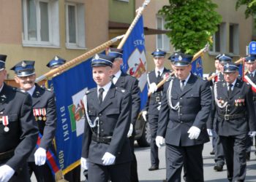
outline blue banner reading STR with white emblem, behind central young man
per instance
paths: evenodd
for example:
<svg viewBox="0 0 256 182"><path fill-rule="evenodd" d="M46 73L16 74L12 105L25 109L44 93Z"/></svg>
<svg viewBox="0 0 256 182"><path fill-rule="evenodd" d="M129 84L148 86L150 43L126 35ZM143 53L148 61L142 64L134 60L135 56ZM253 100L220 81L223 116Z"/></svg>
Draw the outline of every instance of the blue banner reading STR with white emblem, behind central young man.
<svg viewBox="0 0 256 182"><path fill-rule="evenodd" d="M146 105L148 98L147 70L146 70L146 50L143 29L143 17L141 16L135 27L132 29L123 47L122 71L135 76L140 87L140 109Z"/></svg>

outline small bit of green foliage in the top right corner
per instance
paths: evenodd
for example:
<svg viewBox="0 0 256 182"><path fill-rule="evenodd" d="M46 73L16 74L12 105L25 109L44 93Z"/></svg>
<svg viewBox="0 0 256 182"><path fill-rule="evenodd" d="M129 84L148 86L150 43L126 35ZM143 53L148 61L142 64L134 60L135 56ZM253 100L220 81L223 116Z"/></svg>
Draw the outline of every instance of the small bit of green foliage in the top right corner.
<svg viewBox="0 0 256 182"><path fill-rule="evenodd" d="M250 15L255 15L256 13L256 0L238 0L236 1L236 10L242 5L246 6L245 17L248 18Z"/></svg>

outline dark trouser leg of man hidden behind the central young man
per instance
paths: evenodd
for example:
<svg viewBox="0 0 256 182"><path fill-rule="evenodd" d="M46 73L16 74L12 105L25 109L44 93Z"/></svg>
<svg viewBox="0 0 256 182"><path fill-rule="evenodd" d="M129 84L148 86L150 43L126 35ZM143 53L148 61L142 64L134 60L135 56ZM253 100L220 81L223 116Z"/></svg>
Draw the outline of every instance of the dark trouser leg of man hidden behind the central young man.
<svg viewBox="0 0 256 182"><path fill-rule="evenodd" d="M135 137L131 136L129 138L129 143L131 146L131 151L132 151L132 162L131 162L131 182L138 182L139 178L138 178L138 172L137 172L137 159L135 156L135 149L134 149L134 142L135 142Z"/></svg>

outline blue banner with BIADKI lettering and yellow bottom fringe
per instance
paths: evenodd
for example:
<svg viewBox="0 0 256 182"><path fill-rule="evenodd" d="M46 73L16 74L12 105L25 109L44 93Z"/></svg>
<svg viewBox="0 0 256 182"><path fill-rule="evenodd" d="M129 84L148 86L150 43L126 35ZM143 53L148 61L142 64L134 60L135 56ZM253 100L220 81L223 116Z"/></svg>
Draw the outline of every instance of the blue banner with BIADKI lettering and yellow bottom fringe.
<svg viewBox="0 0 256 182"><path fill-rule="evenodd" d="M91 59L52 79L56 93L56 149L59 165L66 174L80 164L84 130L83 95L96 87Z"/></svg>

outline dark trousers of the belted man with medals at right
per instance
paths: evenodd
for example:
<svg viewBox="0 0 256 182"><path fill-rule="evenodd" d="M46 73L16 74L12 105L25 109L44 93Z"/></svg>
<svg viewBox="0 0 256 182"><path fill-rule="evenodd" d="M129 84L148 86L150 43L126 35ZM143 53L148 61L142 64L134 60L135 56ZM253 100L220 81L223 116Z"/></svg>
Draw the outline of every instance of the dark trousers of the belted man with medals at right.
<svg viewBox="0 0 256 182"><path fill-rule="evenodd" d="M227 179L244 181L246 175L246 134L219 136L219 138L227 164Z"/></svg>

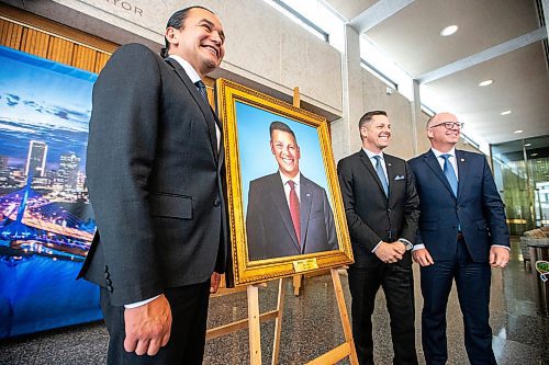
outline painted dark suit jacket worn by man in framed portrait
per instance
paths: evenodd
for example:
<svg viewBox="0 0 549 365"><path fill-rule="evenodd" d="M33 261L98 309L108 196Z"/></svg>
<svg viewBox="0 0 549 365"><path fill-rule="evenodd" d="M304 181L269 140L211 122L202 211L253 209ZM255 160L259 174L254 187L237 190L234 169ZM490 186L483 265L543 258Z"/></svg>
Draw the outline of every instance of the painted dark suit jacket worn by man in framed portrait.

◇ ◇ ◇ ◇ ◇

■ **Exercise objective**
Without including any pictures, output each entry above exactly as it appears.

■ **Task answer**
outline blue banner reading STR with white emblem, behind central young man
per instance
paths: evenodd
for example:
<svg viewBox="0 0 256 182"><path fill-rule="evenodd" d="M46 73L16 74L12 105L25 109L44 93Z"/></svg>
<svg viewBox="0 0 256 182"><path fill-rule="evenodd" d="M129 84L148 86L150 43L126 35ZM143 53L148 61L142 64L134 60L135 56ZM253 100L220 81L223 116Z"/></svg>
Draw the outline of every instance of the blue banner reading STR with white emblem, behind central young man.
<svg viewBox="0 0 256 182"><path fill-rule="evenodd" d="M146 105L148 98L147 70L146 70L146 50L143 29L143 17L141 16L135 27L132 29L123 47L122 71L135 76L140 87L140 109Z"/></svg>

outline small bit of green foliage in the top right corner
per instance
paths: evenodd
for example:
<svg viewBox="0 0 256 182"><path fill-rule="evenodd" d="M46 73L16 74L12 105L25 109L44 93Z"/></svg>
<svg viewBox="0 0 256 182"><path fill-rule="evenodd" d="M129 84L148 86L150 43L126 35ZM143 53L148 61L142 64L134 60L135 56ZM253 100L220 81L223 116Z"/></svg>
Draw the outline of every instance of the small bit of green foliage in the top right corner.
<svg viewBox="0 0 256 182"><path fill-rule="evenodd" d="M250 15L255 15L256 13L256 0L238 0L236 1L236 10L242 5L246 6L245 17L248 18Z"/></svg>

outline dark trouser leg of man hidden behind the central young man
per instance
paths: evenodd
for example:
<svg viewBox="0 0 256 182"><path fill-rule="evenodd" d="M46 73L16 74L12 105L25 109L44 93Z"/></svg>
<svg viewBox="0 0 256 182"><path fill-rule="evenodd" d="M129 84L148 86L150 43L126 35ZM143 53L148 61L142 64L134 60L135 56ZM253 100L220 81L223 116Z"/></svg>
Draw the outline of every instance of the dark trouser leg of man hidden behind the central young man.
<svg viewBox="0 0 256 182"><path fill-rule="evenodd" d="M135 137L131 136L129 138L129 143L131 146L131 151L132 151L132 162L131 162L131 182L138 182L139 178L138 178L138 172L137 172L137 159L135 156L135 149L134 149L134 142L135 142Z"/></svg>

outline blue banner with BIADKI lettering and yellow bottom fringe
per instance
paths: evenodd
for example:
<svg viewBox="0 0 256 182"><path fill-rule="evenodd" d="M46 73L16 74L12 105L25 109L44 93Z"/></svg>
<svg viewBox="0 0 256 182"><path fill-rule="evenodd" d="M129 84L148 86L150 43L126 35ZM143 53L148 61L142 64L134 60L135 56ZM253 100L220 81L223 116Z"/></svg>
Draw the outline of every instance of the blue banner with BIADKI lettering and yellow bottom fringe.
<svg viewBox="0 0 256 182"><path fill-rule="evenodd" d="M91 59L52 79L56 93L56 149L59 165L66 174L80 164L84 130L83 95L96 87Z"/></svg>

outline dark trousers of the belted man with medals at right
per instance
paths: evenodd
for example:
<svg viewBox="0 0 256 182"><path fill-rule="evenodd" d="M46 73L16 74L12 105L25 109L44 93Z"/></svg>
<svg viewBox="0 0 256 182"><path fill-rule="evenodd" d="M129 84L148 86L150 43L126 35ZM143 53L148 61L142 64L134 60L135 56ZM253 100L220 81L223 116Z"/></svg>
Draw the outline of every instance of the dark trousers of the belted man with medals at right.
<svg viewBox="0 0 256 182"><path fill-rule="evenodd" d="M227 179L244 181L246 175L246 134L219 136L219 138L227 164Z"/></svg>

outline painted dark suit jacket worn by man in framed portrait
per instance
paths: evenodd
for example:
<svg viewBox="0 0 549 365"><path fill-rule="evenodd" d="M33 261L98 309L108 196Z"/></svg>
<svg viewBox="0 0 549 365"><path fill-rule="evenodd" d="M304 181L269 140L211 122L202 211L253 209ZM255 160L259 174L254 187L237 190L234 169ZM490 186L483 265L543 258Z"/></svg>
Draw the outline of every instance of the painted dark suit jacket worn by man in framed portrait.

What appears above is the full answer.